* **GOAL OF THE EXERCISE**
Give back the data below exactly as it was given.

* **EXTRACTED ENTRIES**
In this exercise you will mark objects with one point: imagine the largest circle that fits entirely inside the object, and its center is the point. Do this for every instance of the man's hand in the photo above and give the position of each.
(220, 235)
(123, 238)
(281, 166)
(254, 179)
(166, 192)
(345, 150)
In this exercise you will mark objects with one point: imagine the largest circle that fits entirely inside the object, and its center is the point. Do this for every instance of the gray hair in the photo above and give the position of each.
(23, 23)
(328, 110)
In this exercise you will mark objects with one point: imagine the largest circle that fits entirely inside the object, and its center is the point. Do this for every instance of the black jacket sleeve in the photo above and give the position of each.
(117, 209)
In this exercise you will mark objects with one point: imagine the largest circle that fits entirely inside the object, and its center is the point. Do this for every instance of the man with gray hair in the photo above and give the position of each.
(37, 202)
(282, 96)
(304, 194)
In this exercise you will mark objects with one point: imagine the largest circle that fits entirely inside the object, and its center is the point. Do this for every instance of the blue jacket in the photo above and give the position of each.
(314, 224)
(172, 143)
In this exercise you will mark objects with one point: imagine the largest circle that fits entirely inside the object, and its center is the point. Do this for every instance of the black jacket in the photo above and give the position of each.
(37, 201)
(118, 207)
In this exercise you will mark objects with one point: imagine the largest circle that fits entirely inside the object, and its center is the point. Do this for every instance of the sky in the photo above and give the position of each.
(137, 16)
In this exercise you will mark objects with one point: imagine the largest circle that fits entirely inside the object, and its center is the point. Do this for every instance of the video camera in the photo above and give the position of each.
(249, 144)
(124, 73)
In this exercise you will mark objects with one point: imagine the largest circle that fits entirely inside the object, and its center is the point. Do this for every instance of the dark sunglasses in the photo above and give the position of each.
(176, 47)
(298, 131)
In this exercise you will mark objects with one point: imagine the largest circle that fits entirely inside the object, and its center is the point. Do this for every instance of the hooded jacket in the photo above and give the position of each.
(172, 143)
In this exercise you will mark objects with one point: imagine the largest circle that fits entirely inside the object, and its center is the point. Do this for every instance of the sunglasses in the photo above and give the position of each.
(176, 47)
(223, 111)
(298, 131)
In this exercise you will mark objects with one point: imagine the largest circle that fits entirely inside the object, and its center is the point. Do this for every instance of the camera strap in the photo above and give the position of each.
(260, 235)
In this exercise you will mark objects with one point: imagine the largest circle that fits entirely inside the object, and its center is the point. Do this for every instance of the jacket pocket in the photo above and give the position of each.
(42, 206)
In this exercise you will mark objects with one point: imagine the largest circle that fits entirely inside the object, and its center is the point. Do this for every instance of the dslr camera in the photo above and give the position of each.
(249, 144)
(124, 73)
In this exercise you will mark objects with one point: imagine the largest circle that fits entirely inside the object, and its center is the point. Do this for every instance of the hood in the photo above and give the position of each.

* **EXERCISE ANSWER**
In this exercise you will mark objects with one point: imagine the largest circle that fits entirely inside the object, and its center is the point. Do this for every instance of the man's hand in the photo above and give the position of each.
(220, 235)
(123, 238)
(281, 166)
(254, 179)
(166, 192)
(345, 150)
In this exercise you will mark objects with one point: imagine the largest circle that fits entirely inside the object, and its center is the point. Do this for every instance of the gray hair in the photo above and give the position of each.
(23, 23)
(328, 110)
In this exercise you will mark objects with one point: imagine the largest circle that fits entirely inside the object, and its center is the point. Do this for every instance of the black jacket sleeve in the photo above and give the position of each.
(117, 209)
In this exercise you will mark objects with one point: imagine the largest circle that fits entirely inside the object, and its center is the point. Do this for every instance of the man with gray hair in the photo above and give the position of each.
(37, 202)
(282, 96)
(304, 194)
In this exercise you will mark objects with one point: imagine the largest circle that fits entirely inside the object, and its center is the point. Do this for every instance of the blue jacket in the photo above and give the position of each.
(314, 224)
(172, 143)
In this exercise you will mark objects with one point: imagine the largest circle that fits entirely inside the object, and its center is the point. Do this for every instance of the black jacket in the photo above and give the position of each.
(37, 201)
(118, 207)
In this exercise you will mark objects with one point: imagine the largest circle that fits entirely inside the object, and its center is the point. Do this for every instance of the sky in the photo above and give the position of each.
(137, 16)
In this exercise you will mark objects with one point: imagine the largest circle that fits entirely inside the object, and its center is the point. Do this for every instance of the video camera in the photo above and give the position of each.
(249, 144)
(124, 73)
In this exercise you will mark objects with one point: imagine the largest circle that fits entirely inside the object, and its center is the point. Do this for every instance of the dark sunglasses in the photo above and give the position of each.
(176, 47)
(298, 131)
In this exercise you will mark objects with one point: imagine the largest circle that fits entirely inside the object, and its center is the point. Do this for every instance of the hooded jacket in the photo above and give the position of each.
(172, 143)
In this exercise you will mark objects with one point: imagine the largest circle that fits entirely inside the object, and its center is the point. Do this for every instance of the sunglasses in the photo above and give the position of each.
(176, 47)
(223, 111)
(298, 131)
In this exercise you will mark objects with one point: imagine the largest circle that fits entirely inside the object, and its center is the point. Do this for every instance of the camera strap in the photo above and give the position of each.
(260, 235)
In this exercise you will mark objects with one point: imagine the largest circle that fits entirely inside the object, and its center is the point. Do this for every instance of the jacket pocket in the photo above and give the position of each.
(42, 206)
In this exercise you will mark objects with one point: imagine the largest circle that fits entirely inside the object, and its center is the point. Do this for every instance of the dslr camera in the photo above and give the position of each.
(249, 144)
(124, 73)
In this exercise you will mark objects with one point: imagine the largest circle that fits entirely inside the object, and its center is the point. Do this for every instance of the hood in the photo above and give the position of each.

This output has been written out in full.